- [Page text]
▬▬▬▬▬▬▬▬▬▬

More simply, content timeliness can be thought of as the speed of an algorithm. Just as some cars have bigger engines that allow them to travel at high speeds while others have tiny engines that struggle to keep up on the highway, different content feeds are designed to accelerate content at different paces. As with specificity, there is an inherent relationship between timeliness and moderation capacity, albeit a different one. The faster an algorithm accelerates content, the earlier in its lifecycle the content receives the bulk of the attention it will ever get. Feed algorithms that are relatively slower also leave more time to review content before items are shown to many users, whereas faster algorithms would require similarly paced review systems if they are to identify content that violates platform policies before it becomes widely seen.

4. Feed Cards

Taking inspiration from user-facing transparency mechanisms such as model cards [46] and privacy nutrition labels [30], we propose feed cards, a window sticker for algorithmic feeds. In designing feed cards, we are attempting to maximize for comparability between algorithms, one of the primary goals of our comparison framework. Our framework classifies an algorithmic feed’s inventory sources, ranking features, and ranking algorithms. Feed cards display inventory sources as a stacked bar chart, a form that has repeatedly been found to be interpretable by a wide audience for proportions [66]. We do not believe that exact quantification of ranking features is practical or informative for users, because the exact ratios of features are almost constantly in flux. Instead, we recommend listing the top three most important features in order of importance. Finally, our comparison framework classifies ranking algorithms as high, medium, or low along the four dimensions we define. On our prototype feed card, we represent these dimensions as a circular lollipop graph because these graphs have commonly been used to represent multivariate data in a way that allows for easy legibility for a general audience [62]. For some dimensions, platforms have not made data about their systems transparent enough for us to make an exact classification of high/medium/low. In these cases, we have shaded a larger range of the area around the lollipop to indicate that range of uncertainty.

Fig. 2. Prototype feed card for X (formerly Twitter)

▬▬▬▬▬▬▬▬▬▬

- [Exercise directions]
According to the feed cards text, in what form do feed cards display inventory sources? The entries that follow play no part in what is asked here.

- [Records shown]
▬▬▬▬▬▬▬▬▬▬

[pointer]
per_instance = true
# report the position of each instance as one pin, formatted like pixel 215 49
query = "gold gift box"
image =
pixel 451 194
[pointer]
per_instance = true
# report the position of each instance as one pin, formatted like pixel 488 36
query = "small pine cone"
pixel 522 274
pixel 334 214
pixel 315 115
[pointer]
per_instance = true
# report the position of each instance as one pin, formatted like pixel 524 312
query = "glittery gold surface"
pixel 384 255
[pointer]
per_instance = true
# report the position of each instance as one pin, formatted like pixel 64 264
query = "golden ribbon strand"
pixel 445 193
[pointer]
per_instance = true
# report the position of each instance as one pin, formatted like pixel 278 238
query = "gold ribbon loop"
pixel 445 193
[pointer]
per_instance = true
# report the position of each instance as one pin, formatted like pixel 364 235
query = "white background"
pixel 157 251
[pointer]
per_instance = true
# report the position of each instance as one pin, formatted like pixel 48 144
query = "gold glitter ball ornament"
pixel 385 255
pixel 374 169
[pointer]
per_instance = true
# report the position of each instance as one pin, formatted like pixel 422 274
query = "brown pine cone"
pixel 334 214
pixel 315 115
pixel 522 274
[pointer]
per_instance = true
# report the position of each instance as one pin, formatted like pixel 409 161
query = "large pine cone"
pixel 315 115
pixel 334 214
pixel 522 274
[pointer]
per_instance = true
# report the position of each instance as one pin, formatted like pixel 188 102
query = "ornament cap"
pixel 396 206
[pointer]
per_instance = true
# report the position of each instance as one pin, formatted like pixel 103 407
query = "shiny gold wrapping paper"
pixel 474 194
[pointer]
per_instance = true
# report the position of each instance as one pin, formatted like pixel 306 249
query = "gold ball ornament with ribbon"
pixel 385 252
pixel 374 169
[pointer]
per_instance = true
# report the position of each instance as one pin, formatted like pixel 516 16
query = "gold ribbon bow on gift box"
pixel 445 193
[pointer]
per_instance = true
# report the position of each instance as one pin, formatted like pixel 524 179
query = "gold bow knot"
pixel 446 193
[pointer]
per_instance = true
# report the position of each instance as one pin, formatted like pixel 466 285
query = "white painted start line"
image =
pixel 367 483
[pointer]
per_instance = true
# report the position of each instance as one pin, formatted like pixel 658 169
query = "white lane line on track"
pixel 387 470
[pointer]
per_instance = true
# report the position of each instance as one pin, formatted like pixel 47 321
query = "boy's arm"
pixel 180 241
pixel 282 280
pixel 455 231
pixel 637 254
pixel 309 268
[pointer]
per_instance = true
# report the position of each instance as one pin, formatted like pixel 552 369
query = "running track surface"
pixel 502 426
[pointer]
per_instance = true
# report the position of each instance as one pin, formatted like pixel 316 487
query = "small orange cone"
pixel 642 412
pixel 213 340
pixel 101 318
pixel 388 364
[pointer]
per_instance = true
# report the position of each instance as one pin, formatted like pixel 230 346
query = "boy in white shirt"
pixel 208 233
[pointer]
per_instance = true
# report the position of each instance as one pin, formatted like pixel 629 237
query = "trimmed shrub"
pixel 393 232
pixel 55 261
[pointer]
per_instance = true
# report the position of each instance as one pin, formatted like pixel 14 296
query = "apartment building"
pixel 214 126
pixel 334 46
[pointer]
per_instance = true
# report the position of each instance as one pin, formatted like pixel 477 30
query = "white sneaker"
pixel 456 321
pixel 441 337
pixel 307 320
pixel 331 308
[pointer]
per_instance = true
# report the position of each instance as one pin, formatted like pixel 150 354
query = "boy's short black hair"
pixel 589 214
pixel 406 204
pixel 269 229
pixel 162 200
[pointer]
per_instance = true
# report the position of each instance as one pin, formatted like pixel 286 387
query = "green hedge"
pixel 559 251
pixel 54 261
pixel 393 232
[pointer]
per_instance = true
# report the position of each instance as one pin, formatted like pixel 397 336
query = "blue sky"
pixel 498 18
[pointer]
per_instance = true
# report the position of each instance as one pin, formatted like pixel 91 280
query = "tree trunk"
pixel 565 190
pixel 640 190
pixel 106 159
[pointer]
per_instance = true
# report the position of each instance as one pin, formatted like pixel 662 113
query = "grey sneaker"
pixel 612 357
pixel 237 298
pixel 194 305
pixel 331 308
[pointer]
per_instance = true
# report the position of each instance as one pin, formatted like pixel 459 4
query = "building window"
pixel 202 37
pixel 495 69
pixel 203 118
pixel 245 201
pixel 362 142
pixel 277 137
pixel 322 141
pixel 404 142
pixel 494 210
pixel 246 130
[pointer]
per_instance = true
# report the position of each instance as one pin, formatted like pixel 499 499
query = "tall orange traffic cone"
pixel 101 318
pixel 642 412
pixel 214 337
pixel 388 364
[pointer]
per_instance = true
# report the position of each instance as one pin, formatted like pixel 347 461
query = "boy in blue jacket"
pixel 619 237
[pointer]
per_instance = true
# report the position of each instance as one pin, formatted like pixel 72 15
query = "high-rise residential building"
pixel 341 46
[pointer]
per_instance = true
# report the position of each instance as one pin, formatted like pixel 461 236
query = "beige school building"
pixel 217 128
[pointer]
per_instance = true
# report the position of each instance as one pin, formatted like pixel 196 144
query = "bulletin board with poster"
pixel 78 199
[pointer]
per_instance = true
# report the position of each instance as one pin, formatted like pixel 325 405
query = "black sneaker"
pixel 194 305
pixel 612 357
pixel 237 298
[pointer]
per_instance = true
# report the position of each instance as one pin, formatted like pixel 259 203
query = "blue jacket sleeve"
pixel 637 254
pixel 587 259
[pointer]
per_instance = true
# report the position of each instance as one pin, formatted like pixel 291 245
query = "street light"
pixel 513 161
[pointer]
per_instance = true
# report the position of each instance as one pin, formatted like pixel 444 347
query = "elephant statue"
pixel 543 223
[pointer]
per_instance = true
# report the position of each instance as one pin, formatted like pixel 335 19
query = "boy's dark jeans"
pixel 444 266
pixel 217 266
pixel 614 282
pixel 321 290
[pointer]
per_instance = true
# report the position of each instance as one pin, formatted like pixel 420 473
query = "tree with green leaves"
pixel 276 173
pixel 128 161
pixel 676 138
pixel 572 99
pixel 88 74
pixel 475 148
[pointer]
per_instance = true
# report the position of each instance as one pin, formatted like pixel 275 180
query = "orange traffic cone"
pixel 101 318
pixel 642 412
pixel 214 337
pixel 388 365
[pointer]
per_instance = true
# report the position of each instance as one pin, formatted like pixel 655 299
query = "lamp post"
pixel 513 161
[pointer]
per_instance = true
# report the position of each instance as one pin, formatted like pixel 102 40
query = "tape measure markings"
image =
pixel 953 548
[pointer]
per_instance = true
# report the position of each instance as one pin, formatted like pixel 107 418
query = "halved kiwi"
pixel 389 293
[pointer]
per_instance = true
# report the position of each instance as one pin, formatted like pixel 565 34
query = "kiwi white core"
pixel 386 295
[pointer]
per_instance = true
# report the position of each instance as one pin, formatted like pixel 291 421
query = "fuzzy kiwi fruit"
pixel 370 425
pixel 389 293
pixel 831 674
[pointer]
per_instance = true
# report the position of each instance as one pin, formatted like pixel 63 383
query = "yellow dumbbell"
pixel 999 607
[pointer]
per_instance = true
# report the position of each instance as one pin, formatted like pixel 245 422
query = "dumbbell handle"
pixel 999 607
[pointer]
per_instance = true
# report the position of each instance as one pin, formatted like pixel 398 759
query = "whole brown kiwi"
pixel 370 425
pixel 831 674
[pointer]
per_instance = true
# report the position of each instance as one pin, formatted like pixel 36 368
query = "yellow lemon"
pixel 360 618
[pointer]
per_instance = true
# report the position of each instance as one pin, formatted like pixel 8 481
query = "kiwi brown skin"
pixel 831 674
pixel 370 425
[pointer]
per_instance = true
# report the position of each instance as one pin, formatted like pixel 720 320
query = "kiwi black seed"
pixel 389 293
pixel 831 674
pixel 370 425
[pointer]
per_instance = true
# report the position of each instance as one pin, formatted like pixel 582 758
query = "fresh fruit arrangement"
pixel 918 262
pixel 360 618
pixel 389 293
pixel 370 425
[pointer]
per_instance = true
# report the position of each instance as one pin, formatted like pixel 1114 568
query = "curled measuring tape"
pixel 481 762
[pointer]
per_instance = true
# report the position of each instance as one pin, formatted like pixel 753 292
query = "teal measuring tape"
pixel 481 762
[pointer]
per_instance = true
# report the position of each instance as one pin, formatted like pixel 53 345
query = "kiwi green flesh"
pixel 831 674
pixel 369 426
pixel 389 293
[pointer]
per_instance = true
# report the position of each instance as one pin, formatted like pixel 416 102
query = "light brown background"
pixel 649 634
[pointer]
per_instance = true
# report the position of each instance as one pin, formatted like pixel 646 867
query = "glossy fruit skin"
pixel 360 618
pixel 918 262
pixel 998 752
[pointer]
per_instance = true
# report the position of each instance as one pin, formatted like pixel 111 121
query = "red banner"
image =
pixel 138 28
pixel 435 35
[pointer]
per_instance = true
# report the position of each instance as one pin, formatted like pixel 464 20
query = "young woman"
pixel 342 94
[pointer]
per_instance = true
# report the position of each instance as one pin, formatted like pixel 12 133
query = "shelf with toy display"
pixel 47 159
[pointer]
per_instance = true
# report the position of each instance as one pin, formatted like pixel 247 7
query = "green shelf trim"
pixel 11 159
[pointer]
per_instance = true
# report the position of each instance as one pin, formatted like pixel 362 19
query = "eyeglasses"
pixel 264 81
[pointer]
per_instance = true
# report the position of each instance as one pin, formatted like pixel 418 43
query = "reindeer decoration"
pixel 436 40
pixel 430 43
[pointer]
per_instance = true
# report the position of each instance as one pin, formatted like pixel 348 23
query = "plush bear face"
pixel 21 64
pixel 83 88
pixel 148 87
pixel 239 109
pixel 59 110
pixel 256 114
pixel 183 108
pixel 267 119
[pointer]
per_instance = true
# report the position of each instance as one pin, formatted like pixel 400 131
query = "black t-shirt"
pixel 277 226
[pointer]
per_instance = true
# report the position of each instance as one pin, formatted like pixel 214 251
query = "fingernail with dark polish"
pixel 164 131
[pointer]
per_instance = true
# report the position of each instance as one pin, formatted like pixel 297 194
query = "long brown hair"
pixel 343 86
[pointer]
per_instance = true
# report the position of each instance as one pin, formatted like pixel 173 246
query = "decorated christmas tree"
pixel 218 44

▬▬▬▬▬▬▬▬▬▬

- [Worked answer]
As a stacked bar chart.